## GOAL OF THE EXERCISE
Replace "Expected behavior" with "Required output" throughout the rows below and reproduce them otherwise unchanged. Leave the pictures out of your answer.

** START OF SUPPLIED INFORMATION **

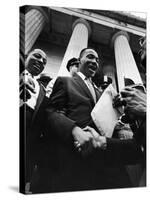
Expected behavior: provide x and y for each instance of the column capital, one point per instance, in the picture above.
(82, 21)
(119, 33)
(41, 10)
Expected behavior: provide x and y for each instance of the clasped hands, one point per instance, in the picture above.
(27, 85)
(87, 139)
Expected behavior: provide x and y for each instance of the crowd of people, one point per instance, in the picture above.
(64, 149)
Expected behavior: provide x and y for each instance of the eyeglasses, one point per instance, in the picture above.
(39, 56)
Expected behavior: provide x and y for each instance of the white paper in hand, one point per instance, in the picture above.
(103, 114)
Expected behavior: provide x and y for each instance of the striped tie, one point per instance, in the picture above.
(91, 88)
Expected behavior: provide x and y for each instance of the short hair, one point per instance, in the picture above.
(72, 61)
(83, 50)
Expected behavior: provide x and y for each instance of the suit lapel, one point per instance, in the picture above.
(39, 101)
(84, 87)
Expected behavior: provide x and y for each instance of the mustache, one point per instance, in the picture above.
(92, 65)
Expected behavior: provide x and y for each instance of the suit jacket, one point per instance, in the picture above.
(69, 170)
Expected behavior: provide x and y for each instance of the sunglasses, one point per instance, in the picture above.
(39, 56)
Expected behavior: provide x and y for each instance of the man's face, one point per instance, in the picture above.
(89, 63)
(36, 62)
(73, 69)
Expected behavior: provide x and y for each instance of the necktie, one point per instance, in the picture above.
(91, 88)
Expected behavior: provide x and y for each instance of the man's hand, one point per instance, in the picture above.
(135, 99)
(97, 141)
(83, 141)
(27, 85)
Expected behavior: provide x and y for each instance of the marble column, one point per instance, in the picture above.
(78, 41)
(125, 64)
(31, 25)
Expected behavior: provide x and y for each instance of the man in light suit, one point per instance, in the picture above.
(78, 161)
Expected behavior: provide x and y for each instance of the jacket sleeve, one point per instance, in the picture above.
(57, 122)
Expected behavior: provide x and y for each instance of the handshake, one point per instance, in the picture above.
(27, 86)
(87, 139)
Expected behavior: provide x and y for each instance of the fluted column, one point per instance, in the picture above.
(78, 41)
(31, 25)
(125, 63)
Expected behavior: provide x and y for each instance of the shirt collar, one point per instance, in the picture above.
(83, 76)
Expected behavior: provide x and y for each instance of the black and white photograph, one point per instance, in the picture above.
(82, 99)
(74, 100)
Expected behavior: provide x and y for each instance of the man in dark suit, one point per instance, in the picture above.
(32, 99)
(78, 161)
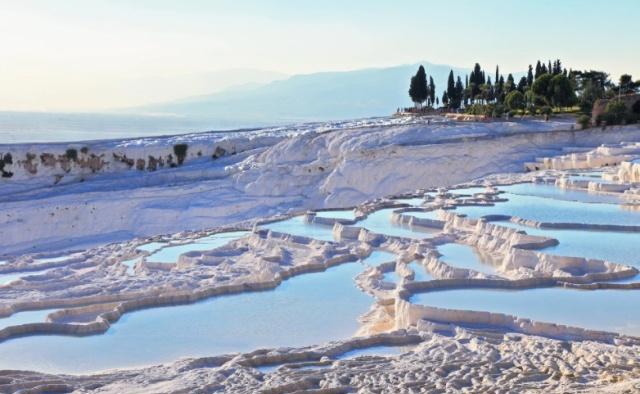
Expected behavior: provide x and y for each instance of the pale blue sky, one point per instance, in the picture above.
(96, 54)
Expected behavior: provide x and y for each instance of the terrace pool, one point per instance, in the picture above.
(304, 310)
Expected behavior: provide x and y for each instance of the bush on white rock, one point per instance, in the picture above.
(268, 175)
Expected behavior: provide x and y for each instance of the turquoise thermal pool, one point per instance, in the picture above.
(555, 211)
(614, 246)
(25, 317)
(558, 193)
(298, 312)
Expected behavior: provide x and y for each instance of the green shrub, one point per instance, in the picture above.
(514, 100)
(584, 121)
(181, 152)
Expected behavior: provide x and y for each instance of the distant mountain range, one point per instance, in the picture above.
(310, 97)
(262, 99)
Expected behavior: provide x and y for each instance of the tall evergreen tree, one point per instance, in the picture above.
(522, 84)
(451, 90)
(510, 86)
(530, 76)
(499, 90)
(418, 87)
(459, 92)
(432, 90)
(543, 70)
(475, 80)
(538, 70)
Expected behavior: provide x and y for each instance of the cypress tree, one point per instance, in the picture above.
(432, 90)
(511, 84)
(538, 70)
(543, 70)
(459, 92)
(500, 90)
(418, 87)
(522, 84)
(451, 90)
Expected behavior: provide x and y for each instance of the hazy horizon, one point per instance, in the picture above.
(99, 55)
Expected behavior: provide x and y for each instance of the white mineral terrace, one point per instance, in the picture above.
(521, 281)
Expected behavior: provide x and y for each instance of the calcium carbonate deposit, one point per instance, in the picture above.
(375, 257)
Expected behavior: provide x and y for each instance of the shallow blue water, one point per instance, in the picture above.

** END OF SUPPLIED INFORMATION **

## SOLUTION
Required output: provide x and y for each instance of the column capital, one point per instance, in the picture above.
(82, 21)
(119, 33)
(41, 10)
Required output: provide x and y for each instance of the clasped hands, one point per instance, in the picture above.
(27, 85)
(87, 139)
Required output: provide x and y for each instance of the crowd of people, one point per instance, in the picture above.
(64, 149)
Required output: provide x and y for each instance of the eyeglasses, one point per instance, in the picture above.
(39, 56)
Required output: provide x and y for each instance of the white paper in hand, one point per instance, in the picture above.
(103, 114)
Required output: provide x and y for each instance of the striped tie, one point per instance, in the picture above.
(91, 88)
Required output: provide x and y for each instance of the short hair, one point per instance, in the picture above.
(72, 61)
(83, 50)
Required output: provide x and y for each instance of the suit lapel, one point per instance, in the picture above.
(39, 101)
(84, 87)
Required output: provide x and y for each instance of the mustache, one point per instance, in the picture above.
(92, 65)
Required output: provide x and y for each instance of the suit jacket, one point per instance, in the picture above.
(69, 170)
Required output: provide x and y for each instance of the sunglasses, one point per instance, in the picture above.
(39, 56)
Required output: provide x and y for each instance of the man's face, one point per instance, in the picture above.
(89, 63)
(36, 62)
(73, 69)
Required output: provide x and y for each instance of the necktie, one point per instance, in the picture above.
(91, 88)
Required output: provide x and y for each instance of the man's hand, one point per instance, in the picture above.
(135, 99)
(97, 141)
(83, 141)
(27, 85)
Required output: provide x and y for each instance of the marble column, one point per instance, in the picture above.
(78, 41)
(125, 64)
(31, 25)
Required output: provide x and y for each instance of the man in light suit, one point per instance, in the picture above.
(78, 161)
Required output: provide x and y for each instance of the jacket sleeve, one point per instance, in the picture above.
(57, 122)
Required output: provide x and y for each instance of the handshake, one point per instance, in the picture above.
(27, 86)
(87, 139)
Required output: provide x and y for each instance of the fluted column, one point per instance, in the picture above.
(78, 41)
(31, 25)
(125, 63)
Required output: provide x and y for each instance of the shirt collar, one point per instance, in the picture above.
(83, 76)
Required output: provide x and y for each instance of the black and white photograph, one point per instance, in the picture above.
(82, 99)
(74, 100)
Required output: provide x and y for each instance of the man in dark suit, one point per instance, in the picture above.
(32, 99)
(78, 161)
Required output: provide x and y for each instance of the pale blue sky, one point per instance, in the picture above.
(96, 54)
Required output: provide x and y for each instance of the terrace pool, one point per instance, in the picture above.
(304, 310)
Required output: provide x and y for each instance of the bush on white rock, one point per instance, in the picture above.
(268, 175)
Required output: provide x and y for each instance of the turquoise thermal pool, one point per instance, in the picture above.
(555, 211)
(614, 246)
(25, 317)
(558, 193)
(298, 312)
Required output: provide x and y for each instance of the green shrub, one point per instance, in the picture above.
(514, 100)
(584, 121)
(181, 152)
Required output: provide x and y for each instance of the distant mountain range, one point per instance, in the picture above.
(310, 97)
(262, 99)
Required output: provide x and y for each instance of the tall evergreen tree, one point per instance, in the picture above.
(522, 84)
(451, 90)
(510, 86)
(530, 76)
(499, 90)
(418, 87)
(459, 92)
(432, 90)
(543, 70)
(475, 80)
(538, 70)
Required output: provide x and y for each instance of the cypress tree, one point per instance, in the picture above.
(432, 90)
(511, 84)
(538, 70)
(543, 70)
(459, 92)
(500, 90)
(418, 87)
(522, 84)
(451, 90)
Required output: provide x and y for each instance of the hazy horizon, one point per instance, in the picture above.
(99, 55)
Required output: provide x and y for each instance of the white mineral terrace, one point per instance, in the picture above.
(521, 281)
Required output: provide x and y for each instance of the calcium carbonate deposit, one point per instance, in the picture above.
(375, 257)
Required output: provide x and y for each instance of the shallow blue water, one point per instance, in the picture above.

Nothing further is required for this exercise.